--- Information supplied Enclosed Below ---
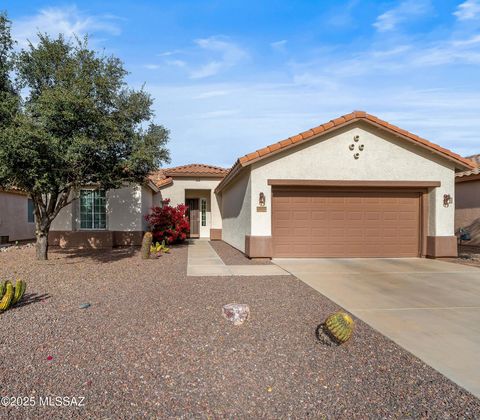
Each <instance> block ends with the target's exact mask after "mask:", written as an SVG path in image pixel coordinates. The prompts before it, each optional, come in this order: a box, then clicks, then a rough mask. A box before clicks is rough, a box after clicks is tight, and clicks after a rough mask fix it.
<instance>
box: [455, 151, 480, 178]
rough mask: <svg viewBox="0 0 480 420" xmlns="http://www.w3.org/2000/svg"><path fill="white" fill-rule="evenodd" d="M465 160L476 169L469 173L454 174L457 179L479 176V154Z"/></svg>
mask: <svg viewBox="0 0 480 420" xmlns="http://www.w3.org/2000/svg"><path fill="white" fill-rule="evenodd" d="M467 159H470V160H471V161H472V162H473V163H474V164H475V165H476V167H475V168H473V169H472V170H470V171H464V172H458V173H457V174H456V177H457V178H465V177H469V176H472V175H480V154H478V155H473V156H467Z"/></svg>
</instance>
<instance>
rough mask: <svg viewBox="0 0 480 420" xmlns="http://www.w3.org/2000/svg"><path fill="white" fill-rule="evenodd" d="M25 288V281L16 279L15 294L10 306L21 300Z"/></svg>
mask: <svg viewBox="0 0 480 420" xmlns="http://www.w3.org/2000/svg"><path fill="white" fill-rule="evenodd" d="M26 288H27V283H25V282H24V281H22V280H17V282H16V283H15V294H14V295H13V300H12V306H13V305H16V304H17V303H18V302H20V301H21V300H22V297H23V295H24V293H25V289H26Z"/></svg>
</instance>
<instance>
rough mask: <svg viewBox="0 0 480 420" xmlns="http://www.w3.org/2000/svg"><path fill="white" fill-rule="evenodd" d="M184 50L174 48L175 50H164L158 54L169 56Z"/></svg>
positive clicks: (180, 51)
mask: <svg viewBox="0 0 480 420" xmlns="http://www.w3.org/2000/svg"><path fill="white" fill-rule="evenodd" d="M182 52H183V51H182V50H173V51H164V52H163V53H160V54H157V56H158V57H169V56H171V55H176V54H180V53H182Z"/></svg>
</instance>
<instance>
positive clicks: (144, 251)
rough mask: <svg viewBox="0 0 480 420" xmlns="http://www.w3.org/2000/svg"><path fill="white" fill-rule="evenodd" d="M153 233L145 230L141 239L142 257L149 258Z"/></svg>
mask: <svg viewBox="0 0 480 420" xmlns="http://www.w3.org/2000/svg"><path fill="white" fill-rule="evenodd" d="M152 241H153V235H152V232H145V235H143V239H142V250H141V255H142V259H144V260H148V259H149V258H150V252H151V247H152Z"/></svg>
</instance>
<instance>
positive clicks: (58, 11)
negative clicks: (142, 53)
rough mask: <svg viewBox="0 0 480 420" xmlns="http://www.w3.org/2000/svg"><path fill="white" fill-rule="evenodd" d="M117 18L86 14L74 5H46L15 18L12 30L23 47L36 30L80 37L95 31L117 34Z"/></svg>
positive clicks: (53, 35) (107, 33)
mask: <svg viewBox="0 0 480 420" xmlns="http://www.w3.org/2000/svg"><path fill="white" fill-rule="evenodd" d="M117 20H118V18H116V17H114V16H111V15H108V16H88V15H86V14H84V13H82V12H81V11H79V10H78V8H77V7H75V6H69V7H48V8H45V9H42V10H40V11H39V12H38V14H36V15H33V16H26V17H22V18H19V19H15V20H14V21H13V25H12V32H13V36H14V38H15V39H16V40H17V41H18V43H19V45H20V46H21V47H24V46H26V45H28V42H29V41H31V42H32V43H35V40H36V38H37V33H38V32H42V33H47V34H49V35H51V36H57V35H58V34H60V33H62V34H64V35H65V36H67V37H71V36H73V35H77V36H80V37H82V36H84V35H86V34H92V33H96V32H101V33H107V34H110V35H118V34H120V28H119V27H118V25H117V23H118V22H116V21H117Z"/></svg>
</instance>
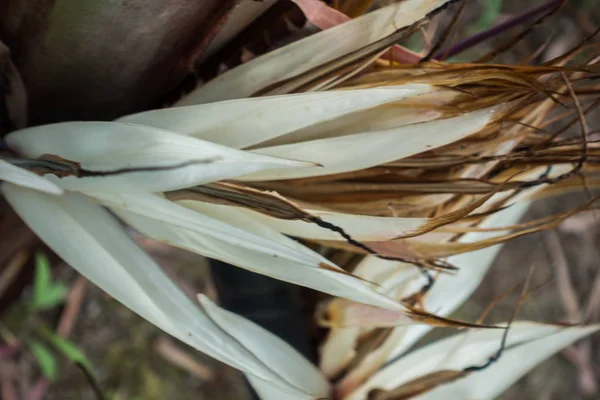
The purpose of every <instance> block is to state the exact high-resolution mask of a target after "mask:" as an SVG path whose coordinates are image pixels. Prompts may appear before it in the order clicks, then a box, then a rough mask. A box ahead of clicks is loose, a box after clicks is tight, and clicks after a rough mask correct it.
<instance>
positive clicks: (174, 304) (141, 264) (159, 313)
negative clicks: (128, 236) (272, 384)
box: [2, 184, 304, 395]
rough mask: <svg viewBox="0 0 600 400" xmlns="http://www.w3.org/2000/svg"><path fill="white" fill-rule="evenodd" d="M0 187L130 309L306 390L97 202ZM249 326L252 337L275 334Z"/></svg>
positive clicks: (300, 392) (12, 201)
mask: <svg viewBox="0 0 600 400" xmlns="http://www.w3.org/2000/svg"><path fill="white" fill-rule="evenodd" d="M2 192H3V193H4V195H5V197H6V198H7V200H8V201H9V203H10V204H11V206H13V208H14V209H15V211H17V213H18V214H19V215H20V216H21V217H22V218H23V219H24V220H25V222H26V223H27V224H28V225H29V226H30V227H31V228H32V229H33V230H34V232H36V234H37V235H38V236H39V237H40V238H41V239H42V240H44V241H45V242H46V243H47V244H48V245H49V246H50V247H51V248H52V249H53V250H54V251H55V252H56V253H57V254H58V255H59V256H61V257H62V258H63V259H64V260H65V261H66V262H68V263H69V264H70V265H72V266H73V267H74V268H75V269H77V270H78V271H79V272H80V273H81V274H82V275H84V276H85V277H87V278H88V279H89V280H91V281H92V282H93V283H95V284H96V285H98V286H99V287H100V288H102V289H103V290H105V291H106V292H107V293H108V294H110V295H111V296H113V297H114V298H116V299H117V300H119V301H120V302H122V303H123V304H124V305H126V306H127V307H129V308H131V309H132V310H133V311H135V312H136V313H138V314H139V315H141V316H142V317H144V318H146V319H147V320H148V321H150V322H152V323H153V324H155V325H157V326H158V327H159V328H161V329H163V330H164V331H165V332H168V333H170V334H171V335H173V336H174V337H176V338H178V339H179V340H181V341H183V342H185V343H187V344H189V345H190V346H192V347H194V348H196V349H198V350H200V351H202V352H204V353H206V354H208V355H210V356H212V357H214V358H216V359H218V360H221V361H223V362H225V363H227V364H229V365H231V366H233V367H235V368H238V369H240V370H242V371H246V372H249V373H251V374H254V375H257V376H258V377H260V378H261V379H265V380H267V381H269V382H271V383H272V384H273V385H276V386H277V387H278V388H280V389H281V390H283V391H285V392H288V393H292V394H294V393H295V394H300V395H302V394H304V392H303V391H301V390H299V389H298V388H296V387H295V386H293V385H291V384H290V383H289V382H287V381H286V380H284V379H283V378H282V377H281V376H280V375H279V374H278V373H277V372H275V371H273V370H271V369H270V368H269V367H268V366H266V365H265V364H264V363H263V362H262V361H261V360H259V359H258V358H256V356H255V355H254V350H253V349H248V348H246V347H245V346H244V345H243V344H241V343H240V342H239V341H237V340H236V339H234V338H233V337H232V336H231V335H230V334H229V333H227V332H226V331H224V330H223V329H222V328H221V327H220V326H219V325H217V324H215V323H214V322H213V320H212V319H211V318H210V317H208V316H207V315H206V314H204V313H203V312H202V311H201V310H200V309H199V308H198V307H197V306H196V305H195V304H194V303H193V302H192V301H191V300H190V299H189V298H188V297H187V296H186V295H185V294H184V293H183V292H182V291H181V290H180V289H179V288H178V287H177V286H176V285H175V284H173V282H172V281H171V280H170V279H169V278H168V277H167V276H166V275H165V274H164V273H163V272H162V270H161V269H160V267H159V266H158V265H156V263H155V262H154V261H153V260H152V259H151V258H150V257H149V256H148V255H147V254H146V253H144V252H143V251H142V250H141V249H140V248H139V247H137V245H136V244H135V243H134V242H133V241H132V240H131V239H130V238H129V237H128V236H127V235H126V234H125V232H124V231H123V229H121V227H120V225H119V223H118V222H117V221H116V219H115V218H114V217H112V216H111V215H110V214H109V213H108V212H107V211H105V210H104V209H103V208H102V207H100V206H97V205H95V204H93V203H92V202H90V201H89V200H88V199H87V198H85V197H84V196H82V195H78V194H74V193H68V194H66V195H64V196H59V197H56V196H49V195H46V194H42V193H39V192H35V191H32V190H29V189H23V188H19V187H18V186H14V185H10V184H7V185H3V186H2ZM259 331H261V329H260V328H258V327H254V328H253V332H254V334H255V335H259V334H262V336H264V337H265V338H266V339H265V340H272V339H273V335H272V334H270V333H268V332H266V331H264V330H262V333H260V332H259Z"/></svg>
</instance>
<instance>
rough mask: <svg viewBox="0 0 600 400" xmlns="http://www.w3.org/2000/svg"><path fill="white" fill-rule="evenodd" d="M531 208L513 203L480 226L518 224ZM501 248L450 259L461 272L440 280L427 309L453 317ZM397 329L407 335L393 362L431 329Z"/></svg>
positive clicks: (523, 204)
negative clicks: (509, 206)
mask: <svg viewBox="0 0 600 400" xmlns="http://www.w3.org/2000/svg"><path fill="white" fill-rule="evenodd" d="M528 208H529V204H528V203H516V204H513V205H512V206H511V207H509V208H507V209H505V210H502V211H500V212H498V213H495V214H492V215H490V216H489V217H488V218H487V219H486V220H484V221H483V222H482V223H481V224H480V226H481V227H482V228H493V227H501V226H506V225H512V224H516V223H518V222H519V220H520V219H521V217H522V216H523V215H524V214H525V212H526V211H527V209H528ZM502 233H508V232H469V233H467V234H465V235H463V236H462V237H461V238H460V239H459V240H458V241H459V242H461V243H466V242H474V241H479V240H485V239H487V238H490V237H494V236H496V235H499V234H502ZM500 249H502V244H498V245H495V246H490V247H486V248H484V249H481V250H476V251H472V252H468V253H463V254H459V255H456V256H452V257H449V258H448V262H450V263H451V264H452V265H454V266H456V267H458V268H459V270H458V271H457V272H456V273H453V274H442V275H440V276H439V277H438V278H437V280H436V282H435V284H434V285H433V287H432V288H431V290H430V291H429V293H428V294H427V296H426V297H425V299H424V305H425V309H427V310H428V311H430V312H433V313H435V314H436V315H439V316H442V317H443V316H447V315H450V314H451V313H452V312H453V311H454V310H456V309H457V308H458V307H459V306H460V305H462V304H463V303H464V302H465V301H466V300H467V299H468V298H469V297H470V296H471V294H472V293H473V292H474V291H475V289H477V287H478V286H479V283H480V282H481V280H482V279H483V277H484V276H485V274H487V271H488V270H489V269H490V267H491V266H492V264H493V263H494V260H495V259H496V255H497V254H498V253H499V252H500ZM456 288H460V290H456ZM396 329H406V331H407V332H406V335H405V336H404V339H403V340H402V342H401V343H399V344H398V345H397V347H396V348H395V349H394V350H393V351H392V352H390V354H389V357H388V359H393V358H395V357H397V356H398V355H400V354H402V353H404V352H405V351H406V350H408V349H409V348H410V347H411V346H412V345H413V344H415V343H416V342H417V341H418V340H419V339H420V338H421V337H423V336H424V335H425V334H427V332H429V331H430V330H431V329H432V328H431V327H430V326H428V325H415V326H409V327H402V328H396Z"/></svg>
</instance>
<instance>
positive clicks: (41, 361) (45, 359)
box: [29, 340, 58, 381]
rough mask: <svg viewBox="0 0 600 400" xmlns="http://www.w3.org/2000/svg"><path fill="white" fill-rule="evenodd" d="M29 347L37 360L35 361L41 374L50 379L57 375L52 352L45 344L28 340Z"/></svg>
mask: <svg viewBox="0 0 600 400" xmlns="http://www.w3.org/2000/svg"><path fill="white" fill-rule="evenodd" d="M29 349H30V350H31V352H32V353H33V356H34V357H35V359H36V360H37V363H38V365H39V366H40V369H41V370H42V374H43V375H44V376H45V377H46V378H48V379H50V380H51V381H53V380H55V379H56V377H57V375H58V368H57V365H56V364H57V363H56V357H55V356H54V354H52V352H51V351H50V350H49V349H48V348H47V347H46V346H44V345H43V344H42V343H40V342H38V341H36V340H32V341H30V342H29Z"/></svg>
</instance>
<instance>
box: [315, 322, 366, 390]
mask: <svg viewBox="0 0 600 400" xmlns="http://www.w3.org/2000/svg"><path fill="white" fill-rule="evenodd" d="M359 334H360V328H357V327H352V328H332V329H331V330H330V331H329V334H328V335H327V339H325V343H323V347H322V348H321V356H320V359H319V368H321V370H322V371H323V373H324V374H325V375H326V376H328V377H330V378H333V377H335V376H336V375H338V374H339V373H340V372H342V370H343V369H344V368H346V367H347V366H348V365H349V364H350V362H351V361H352V358H354V356H355V355H356V351H355V350H354V347H355V345H356V342H357V341H358V338H359Z"/></svg>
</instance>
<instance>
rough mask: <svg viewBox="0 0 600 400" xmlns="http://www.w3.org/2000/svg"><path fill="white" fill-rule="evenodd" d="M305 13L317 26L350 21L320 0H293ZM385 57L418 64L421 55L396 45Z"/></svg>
mask: <svg viewBox="0 0 600 400" xmlns="http://www.w3.org/2000/svg"><path fill="white" fill-rule="evenodd" d="M292 1H293V2H294V3H296V5H297V6H298V7H300V9H301V10H302V12H303V13H304V15H305V16H306V18H307V19H308V20H309V21H310V22H311V23H312V24H313V25H315V26H316V27H317V28H320V29H323V30H324V29H329V28H333V27H334V26H337V25H340V24H343V23H344V22H346V21H350V19H351V18H350V17H349V16H347V15H346V14H344V13H342V12H340V11H338V10H336V9H334V8H331V7H329V6H328V5H327V4H325V3H323V2H321V1H320V0H292ZM382 58H383V59H385V60H389V61H392V62H396V63H399V64H416V63H418V62H419V61H420V60H421V56H420V55H418V54H417V53H414V52H412V51H410V50H408V49H406V48H404V47H402V46H399V45H397V44H396V45H394V46H393V47H392V48H391V49H390V50H389V51H387V52H385V54H384V55H383V56H382Z"/></svg>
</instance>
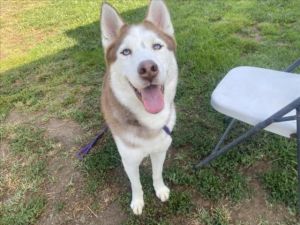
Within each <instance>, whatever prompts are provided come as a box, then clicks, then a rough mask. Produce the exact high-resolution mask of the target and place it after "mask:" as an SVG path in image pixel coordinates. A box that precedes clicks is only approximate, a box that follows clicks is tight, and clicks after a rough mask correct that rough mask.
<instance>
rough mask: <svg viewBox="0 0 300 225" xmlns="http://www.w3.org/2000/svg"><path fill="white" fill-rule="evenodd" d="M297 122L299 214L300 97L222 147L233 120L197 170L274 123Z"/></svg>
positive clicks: (299, 180)
mask: <svg viewBox="0 0 300 225" xmlns="http://www.w3.org/2000/svg"><path fill="white" fill-rule="evenodd" d="M299 66H300V59H298V60H297V61H295V62H294V63H293V64H291V65H290V66H289V67H288V68H287V69H286V70H285V72H293V71H294V70H295V69H296V68H297V67H299ZM292 110H296V115H294V116H284V115H286V114H287V113H289V112H291V111H292ZM292 120H296V123H297V125H296V126H297V130H296V134H292V135H291V137H296V138H297V163H298V169H297V171H298V207H297V208H298V210H297V211H298V212H299V213H300V96H299V98H297V99H296V100H294V101H293V102H291V103H290V104H288V105H286V106H285V107H283V108H282V109H280V110H279V111H277V112H276V113H274V114H273V115H272V116H270V117H269V118H267V119H265V120H264V121H262V122H260V123H258V124H256V125H255V126H253V127H252V128H250V129H249V130H248V131H246V132H245V133H243V134H242V135H240V136H239V137H237V138H236V139H234V140H233V141H232V142H230V143H228V144H227V145H225V146H223V147H221V145H222V144H223V143H224V141H225V139H226V137H227V135H228V134H229V132H230V131H231V129H232V128H233V127H234V125H235V124H236V122H237V119H231V122H230V123H229V125H228V127H227V128H226V129H225V132H224V133H223V135H222V136H221V138H220V140H219V141H218V143H217V144H216V146H215V148H214V149H213V151H212V152H211V154H210V155H209V156H207V157H206V158H204V159H203V160H201V161H200V162H199V163H198V164H197V165H195V169H198V168H201V167H204V166H206V165H207V164H209V163H210V162H211V161H213V160H214V159H216V158H218V157H220V156H221V155H223V154H225V153H226V152H228V151H230V150H231V149H232V148H233V147H235V146H236V145H238V144H240V143H242V142H243V141H245V140H246V139H248V138H249V137H251V136H253V135H255V134H257V133H258V132H259V131H261V130H263V129H264V128H266V127H267V126H269V125H271V124H272V123H279V122H284V121H292Z"/></svg>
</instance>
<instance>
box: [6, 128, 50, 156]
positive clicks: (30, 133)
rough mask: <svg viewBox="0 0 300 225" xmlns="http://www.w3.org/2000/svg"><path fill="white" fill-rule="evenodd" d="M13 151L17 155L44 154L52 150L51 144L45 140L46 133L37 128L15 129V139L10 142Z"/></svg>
mask: <svg viewBox="0 0 300 225" xmlns="http://www.w3.org/2000/svg"><path fill="white" fill-rule="evenodd" d="M10 147H11V151H12V152H14V153H15V154H21V153H25V154H27V155H30V154H43V153H46V152H47V151H49V150H51V148H52V146H51V143H50V142H49V141H47V140H45V139H44V133H43V131H42V130H41V129H39V128H37V127H35V126H19V127H16V128H15V137H14V138H13V139H12V140H11V141H10Z"/></svg>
--- End of Enclosed Information supplied ---
§ Work to be completed:
Line count for "each": say how many lines of the entries above include that word, and give only the number.

§ Solution for this problem:
2